- DATA FOR THE TASK
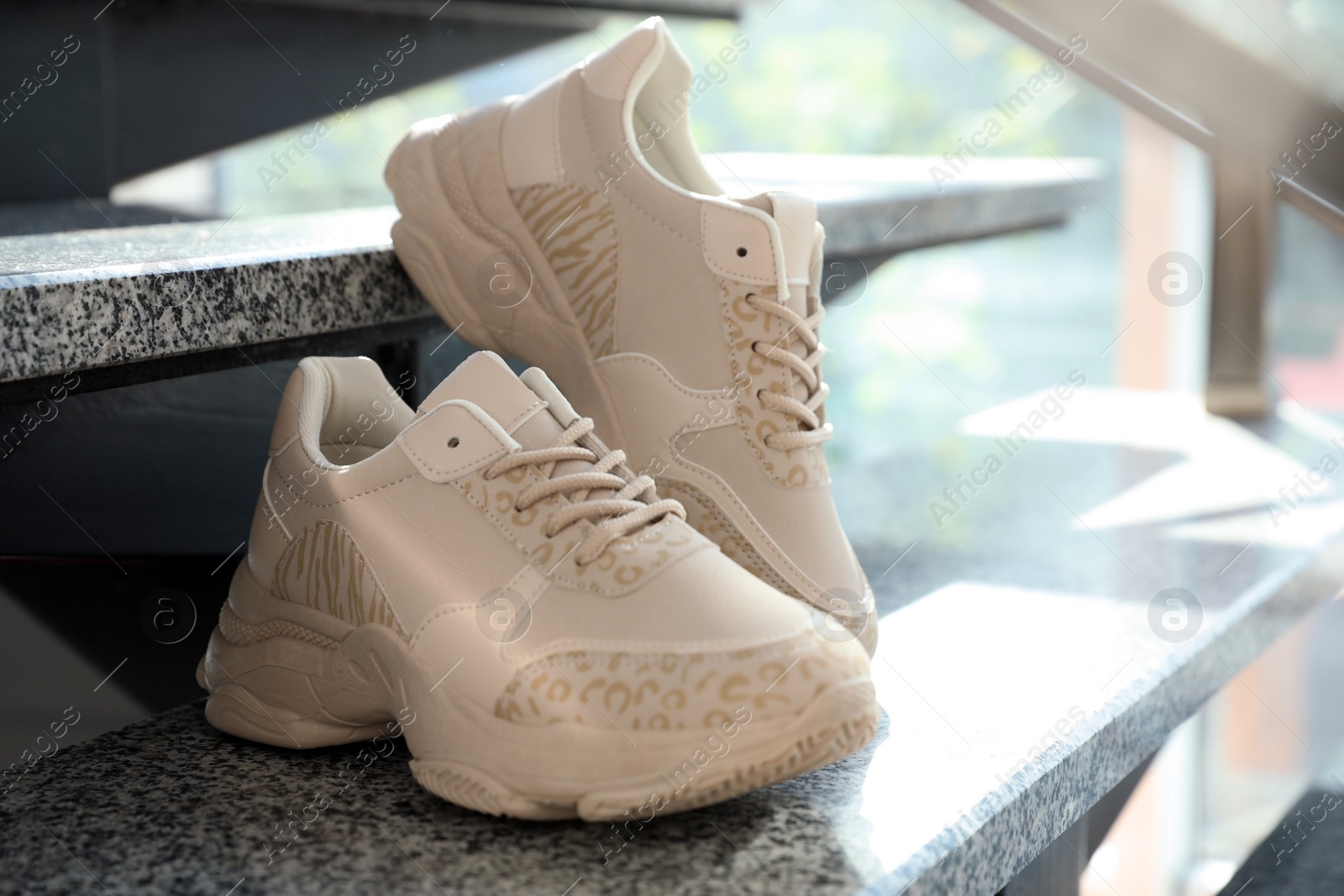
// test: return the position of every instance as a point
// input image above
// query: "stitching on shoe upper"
(559, 577)
(524, 414)
(450, 472)
(436, 614)
(743, 508)
(588, 137)
(705, 241)
(664, 372)
(376, 488)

- PROBLEM DESCRIPTION
Copy out the records again, replacing "shoe upper" with "boot upper" and keeping everything else unchanged. Leave the picture out.

- WRITTEN SOLUTION
// test: return the position of every instance as a point
// input image above
// query: "stitching on boot upper"
(559, 577)
(524, 414)
(450, 472)
(436, 614)
(743, 508)
(588, 137)
(705, 241)
(664, 372)
(376, 488)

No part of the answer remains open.